Trecho do documento
No dia seguinte, encontrei um interessante artigo de Jean-François Mouhot, no jornal The Guardian, com uma analogia entre o uso da mão de obra escrava e dos combustíveis fósseis.
Assim como olhamos para o passado e condenamos a escravidão, as próximas gerações irão nos condenar pelos danos cometidos contra o planeta, ele diz.
Os escravos teriam ocupado o lugar onde hoje estão as máquinas que fazem “trabalhos sujos e pesados” que ninguém quer. E como essas máquinas funcionam com energia das fontes fósseis, o homem continua dependente de algo externo para ter a “missão cumprida”.
Mouhot também destaca que tanto a escravatura quanto os combustíveis fósseis foram considerados por muito tempo aceitáveis para a maioria das pessoas e depois contestados, conforme seus prejuízos foram percebidos.
A ética deveria estar na discussão da queima de combustíveis fósseis porque, mesmo não sendo um crime contra a humanidade, provoca danos indiretos.
De acordo com um estudo da Word Health Organisation, a atividade, que já foi símbolo de progresso, causa 150 mil mortes por ano de forma indireta. Mouhot cita o envolvimento de governos e empresas interessadas na exploração de petróleo que gera guerras e a queda de regimes eleitos democraticamente.

Material fornecido
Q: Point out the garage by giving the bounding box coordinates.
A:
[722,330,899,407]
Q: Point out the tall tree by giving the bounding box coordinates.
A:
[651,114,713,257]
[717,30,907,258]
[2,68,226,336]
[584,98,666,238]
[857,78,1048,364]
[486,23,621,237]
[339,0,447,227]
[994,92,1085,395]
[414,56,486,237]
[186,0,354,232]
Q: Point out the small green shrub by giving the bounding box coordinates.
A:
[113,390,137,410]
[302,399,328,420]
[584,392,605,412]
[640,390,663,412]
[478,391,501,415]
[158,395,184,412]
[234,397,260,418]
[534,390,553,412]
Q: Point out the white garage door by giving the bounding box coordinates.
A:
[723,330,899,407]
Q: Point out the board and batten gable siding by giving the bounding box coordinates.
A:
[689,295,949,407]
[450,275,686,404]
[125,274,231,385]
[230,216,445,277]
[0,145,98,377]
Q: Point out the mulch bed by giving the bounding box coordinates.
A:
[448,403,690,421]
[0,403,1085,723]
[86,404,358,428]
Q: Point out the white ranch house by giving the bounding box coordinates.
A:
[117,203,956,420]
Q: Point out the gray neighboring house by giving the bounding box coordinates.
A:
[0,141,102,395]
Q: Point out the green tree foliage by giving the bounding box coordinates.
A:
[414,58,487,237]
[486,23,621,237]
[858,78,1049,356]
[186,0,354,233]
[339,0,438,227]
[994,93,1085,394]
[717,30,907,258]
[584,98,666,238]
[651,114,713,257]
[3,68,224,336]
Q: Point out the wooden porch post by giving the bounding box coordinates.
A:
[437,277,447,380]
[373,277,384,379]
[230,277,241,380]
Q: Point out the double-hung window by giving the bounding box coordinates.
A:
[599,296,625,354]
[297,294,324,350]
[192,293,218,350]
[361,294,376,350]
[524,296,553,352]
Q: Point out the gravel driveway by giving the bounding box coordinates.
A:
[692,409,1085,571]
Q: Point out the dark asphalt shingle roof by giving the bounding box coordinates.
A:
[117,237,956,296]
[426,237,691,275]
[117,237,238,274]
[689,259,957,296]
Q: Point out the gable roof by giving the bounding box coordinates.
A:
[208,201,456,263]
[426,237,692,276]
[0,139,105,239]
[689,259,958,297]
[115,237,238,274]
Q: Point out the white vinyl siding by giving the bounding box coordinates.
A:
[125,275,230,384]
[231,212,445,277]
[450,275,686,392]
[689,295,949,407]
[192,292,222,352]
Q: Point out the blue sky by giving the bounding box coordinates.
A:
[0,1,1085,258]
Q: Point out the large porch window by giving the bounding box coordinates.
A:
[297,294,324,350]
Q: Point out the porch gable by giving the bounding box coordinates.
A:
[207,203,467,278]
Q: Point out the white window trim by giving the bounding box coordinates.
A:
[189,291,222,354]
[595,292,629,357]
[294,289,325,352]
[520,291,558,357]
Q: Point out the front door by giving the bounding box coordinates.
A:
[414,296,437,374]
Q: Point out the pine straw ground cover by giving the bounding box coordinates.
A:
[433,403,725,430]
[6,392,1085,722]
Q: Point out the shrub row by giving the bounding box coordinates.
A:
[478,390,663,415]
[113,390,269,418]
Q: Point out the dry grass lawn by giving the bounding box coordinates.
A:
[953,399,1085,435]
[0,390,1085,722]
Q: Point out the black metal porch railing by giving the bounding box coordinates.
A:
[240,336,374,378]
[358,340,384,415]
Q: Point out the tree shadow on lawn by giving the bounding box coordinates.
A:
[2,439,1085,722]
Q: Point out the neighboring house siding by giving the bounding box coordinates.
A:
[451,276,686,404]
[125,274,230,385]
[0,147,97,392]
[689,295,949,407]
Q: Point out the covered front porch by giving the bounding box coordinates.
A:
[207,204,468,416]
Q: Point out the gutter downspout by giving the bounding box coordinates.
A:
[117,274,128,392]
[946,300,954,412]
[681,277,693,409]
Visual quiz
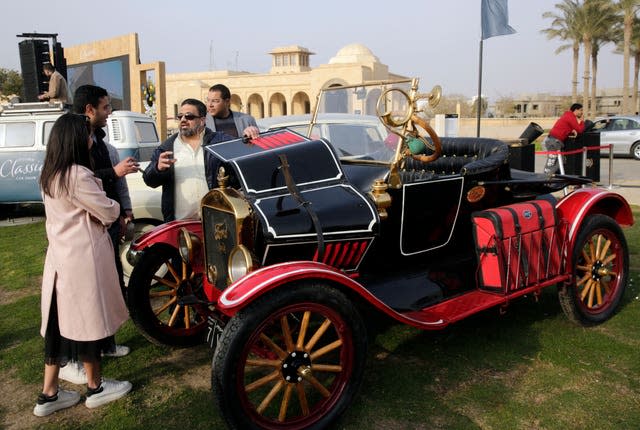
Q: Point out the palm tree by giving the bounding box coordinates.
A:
[617,0,640,113]
[541,0,582,102]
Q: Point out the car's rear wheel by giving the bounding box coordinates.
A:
[631,142,640,160]
[558,214,629,325]
[127,243,210,347]
[211,283,367,429]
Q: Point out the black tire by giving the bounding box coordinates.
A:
[211,282,367,429]
[558,214,629,326]
[127,243,211,347]
[631,142,640,160]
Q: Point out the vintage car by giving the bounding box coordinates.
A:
[128,80,633,429]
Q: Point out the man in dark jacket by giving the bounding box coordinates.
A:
[143,99,233,222]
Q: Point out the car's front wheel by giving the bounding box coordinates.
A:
[558,214,629,325]
[211,283,367,429]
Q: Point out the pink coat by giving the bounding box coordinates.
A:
[40,165,128,341]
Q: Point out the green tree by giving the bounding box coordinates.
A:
[542,0,582,102]
[0,68,22,97]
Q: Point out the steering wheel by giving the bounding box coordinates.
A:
[404,114,442,163]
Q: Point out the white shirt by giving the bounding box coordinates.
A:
[173,133,209,219]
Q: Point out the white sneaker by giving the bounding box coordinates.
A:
[84,379,132,408]
[58,361,87,385]
[33,389,80,417]
[102,345,131,357]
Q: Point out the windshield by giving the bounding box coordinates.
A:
[314,80,411,163]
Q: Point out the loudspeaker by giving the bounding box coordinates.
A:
[18,39,51,102]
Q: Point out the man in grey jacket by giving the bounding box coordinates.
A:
[205,84,260,139]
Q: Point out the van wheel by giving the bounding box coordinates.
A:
[120,219,162,285]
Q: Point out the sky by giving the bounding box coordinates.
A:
[0,0,622,101]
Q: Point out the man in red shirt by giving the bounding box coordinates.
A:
[543,103,584,175]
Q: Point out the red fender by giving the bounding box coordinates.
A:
[216,261,443,329]
[556,188,633,254]
[130,219,203,252]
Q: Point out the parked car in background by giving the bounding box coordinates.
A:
[0,102,163,282]
[257,113,398,161]
[590,116,640,160]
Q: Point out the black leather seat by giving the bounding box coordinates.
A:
[400,137,509,183]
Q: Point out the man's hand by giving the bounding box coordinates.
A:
[158,151,176,172]
[113,157,140,178]
[242,125,260,139]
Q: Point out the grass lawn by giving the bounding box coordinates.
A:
[0,208,640,430]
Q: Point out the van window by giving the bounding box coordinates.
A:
[0,122,36,148]
[42,121,54,146]
[135,121,159,143]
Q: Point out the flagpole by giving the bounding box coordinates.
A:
[476,38,483,137]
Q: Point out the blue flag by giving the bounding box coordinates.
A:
[480,0,516,40]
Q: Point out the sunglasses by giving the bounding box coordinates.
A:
[176,113,202,121]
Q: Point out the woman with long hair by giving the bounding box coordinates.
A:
[33,113,131,416]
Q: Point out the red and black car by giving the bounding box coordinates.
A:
[128,80,633,429]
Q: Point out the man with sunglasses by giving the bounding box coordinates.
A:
[206,84,260,139]
[143,99,233,222]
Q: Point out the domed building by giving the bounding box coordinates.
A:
[166,43,405,122]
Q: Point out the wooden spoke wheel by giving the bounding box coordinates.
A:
[212,284,367,429]
[559,215,629,325]
[127,244,210,346]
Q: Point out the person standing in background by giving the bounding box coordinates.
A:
[205,84,260,139]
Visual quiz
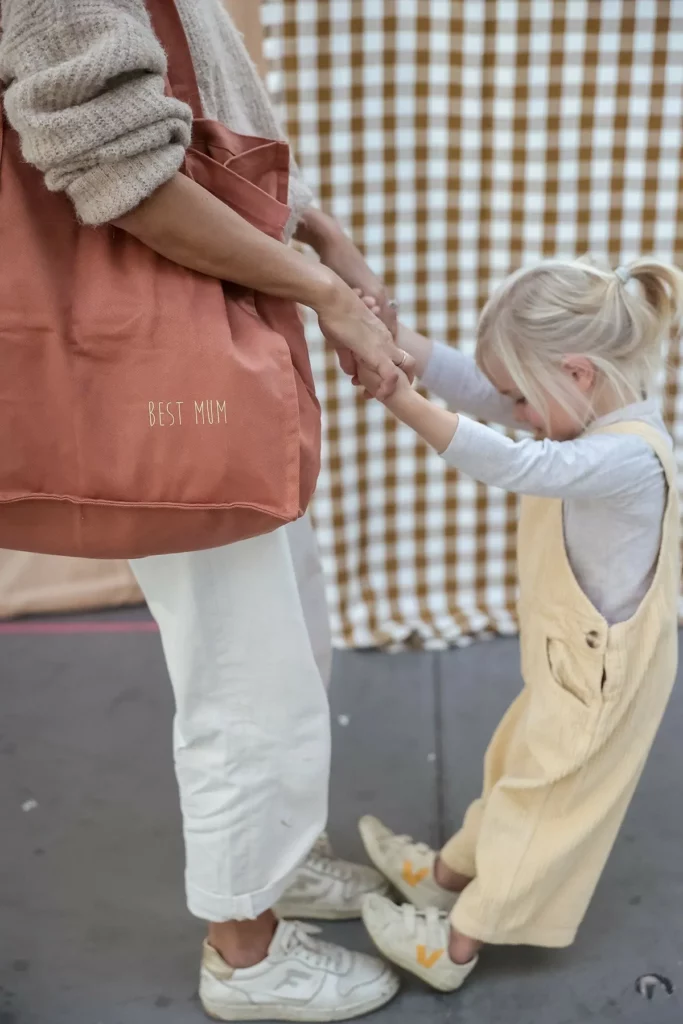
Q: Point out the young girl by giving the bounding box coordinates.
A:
[352,259,683,991]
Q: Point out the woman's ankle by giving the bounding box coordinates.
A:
[209,910,278,970]
[434,857,472,893]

Exercício
Reproduza na íntegra o trecho do documento sobre a analogia entre escravidão e combustíveis fósseis, sem alterar nenhuma palavra.

Resposta
No dia seguinte, encontrei um interessante artigo de Jean-François Mouhot, no jornal The Guardian, com uma analogia entre o uso da mão de obra escrava e dos combustíveis fósseis.
Assim como olhamos para o passado e condenamos a escravidão, as próximas gerações irão nos condenar pelos danos cometidos contra o planeta, ele diz.
Os escravos teriam ocupado o lugar onde hoje estão as máquinas que fazem “trabalhos sujos e pesados” que ninguém quer. E como essas máquinas funcionam com energia das fontes fósseis, o homem continua dependente de algo externo para ter a “missão cumprida”.
Mouhot também destaca que tanto a escravatura quanto os combustíveis fósseis foram considerados por muito tempo aceitáveis para a maioria das pessoas e depois contestados, conforme seus prejuízos foram percebidos.
A ética deveria estar na discussão da queima de combustíveis fósseis porque, mesmo não sendo um crime contra a humanidade, provoca danos indiretos.
De acordo com um estudo da Word Health Organisation, a atividade, que já foi símbolo de progresso, causa 150 mil mortes por ano de forma indireta. Mouhot cita o envolvimento de governos e empresas interessadas na exploração de petróleo que gera guerras e a queda de regimes eleitos democraticamente.